## Short task 1:
Using the biography of the singer Kimera, answer the following:
(a) What degree did she earn at Sungshin Women's University?
(b) For how many days was her daughter held for ransom?
(c) For how many weeks did her debut single chart in South Africa?
## Short task 2:
Resume the biography of the singer Kimera, continuing from its last sentence.

═════ Excerpt to read ═════

Kim Hong Hee (born January 10, 1954), known as Kimera, is a South Korean-born singer. She developed the style of operatic pop, or popera performing and recording medleys of operatic arias set to a mid-1980s form of disco beat, singing in the soprano register.

Life and career
The third of five children, Kimera has loved singing ever since she can remember. From the age of twelve, she began singing in church choirs, as well as in the Korean National Metropolitan Choir. While attending university, she found she really enjoyed singing pop music as well. However, her father strongly disapproved of pop, which he felt was unsuitable, so she put her love for this genre aside, and eventually stopped singing completely. 
  
Kimera focused on her studies and graduated with a B.A. in French Literature from Sungshin Women's University in Seoul. She then left her native Korea to pursue a post-graduate degree in France, where she studied for an M.A., also in French literature, at the Sorbonne in Paris. While in Paris, her love for singing was reawakened, so she decided to enroll in the École Normale de Musique de Paris to learn operatic technique. After arduous vocal studies, she received in 1984 a Diplôme Supérieur d'Art Lyrique.

Unbeknownst to her parents, Kimera wanted to marry her love of modern music with her love for opera. This culminated in her deciding, in 1984, to set aside her promising career as an opera diva, to create the controversial classic-pop fusion recording, The Lost Opera, with the London Symphony Orchestra. The album promptly entered the British music charts and went on to gather momentum in France, Spain, South Africa, and other countries across the globe. 

In 1987, a personal tragedy occurred when her five-year-old daughter, Mélodie Nakachian, was kidnapped on November 9, and held for ransom for 11 days. Although her daughter was eventually recovered unharmed by the Spanish Grupo Especial de Operaciones, Kimera became reluctant to live a life of celebrity, as she blamed her public lifestyle for the unfortunate incident. As a result, she reduced public performances but continued to practice and record in her home studio at Estepona in the Costa del Sol region.

Stardom and controversy
Kimera, with her five-octave range and novel approach to operatic singing, has intrigued and fascinated many. Millions have embraced her unique opera-pop fusion embodied in various albums starting with The Lost Opera, which sold more than 10 million copies, followed by Opera Express and seven additional albums.

Her music style was that of pop opera, similar to pop symphony yet with more techno and High N-R-G beats. Her debut album was released in 1985, titled, The Lost Opera. Her second album, Opera Express and same-titled single were released in 1986. Both singles were edited 'radio friendly' versions from the continuous medleys found on aforementioned parent albums. Her music career stage was in Europe, mostly in France and Spain, but she also enjoyed tremendous success in South Africa with her debut single, The Lost Opera, reaching number 1 on the South African Springbok Charts in June 1985, and charting for 19 weeks.

═════ Dataset content ═════

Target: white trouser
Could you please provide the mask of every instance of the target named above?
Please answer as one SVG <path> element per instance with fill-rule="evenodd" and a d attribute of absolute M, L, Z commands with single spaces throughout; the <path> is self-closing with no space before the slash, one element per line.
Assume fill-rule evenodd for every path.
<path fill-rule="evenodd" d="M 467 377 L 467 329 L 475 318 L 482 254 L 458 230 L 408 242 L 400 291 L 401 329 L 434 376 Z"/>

═════

## Right answer 1:
(a) A B.A. in French Literature.
(b) 11 days.
(c) 19 weeks.

## Right answer 2:
Called the blazing rebel of opera, Kimera blended two genres from opposite ends of the musical spectrum to create a new style of singing utilizing traditional operatic arias and a modern rhythmic pop beat. She called it "Popera", or "Opera Rock". While it was well received by the public, she endured a great amount of criticism from classical purists who believed she vulgarized opera, as a discussion if opera singers can sing pop and vice versa is ongoing. As one critic put it, "Mozart would turn over in his grave if he heard this." Criticism, however, did little to slow her down, since she was happy to popularize opera and make it more accessible to children and adults alike. Kimera responded to criticism by saying: 

Kimera never lost her love for music, nor the love and gratitude for the millions of people who supported her during her career. After a long period of silence, she has come back to her fans with the new album, With Love, Caruso (2008) recorded in collaboration with Adam Lopez.

Discography
 The Lost Opera (Medley) (1984, Kimera)  #1 in South Africa 
 Operathèque * The Lost Opera * Double CD (1984, Meloam publishing)
 Operatique: The Lost Opera (1985, Ariola)
 Opera Express (1985)
 Hits On Opera (with The London Symphony Orchestra) (1985)
 Marching Forever (1986)
 Madre (1988, Meloam Publishing)
 Kimera Sings Christmas (1990, Kimera)
 Femme Sauvage (1990, Meloam Publishing)
 Classic All Star (1993)
 With Love, Caruso (2008, Meloam Publishing)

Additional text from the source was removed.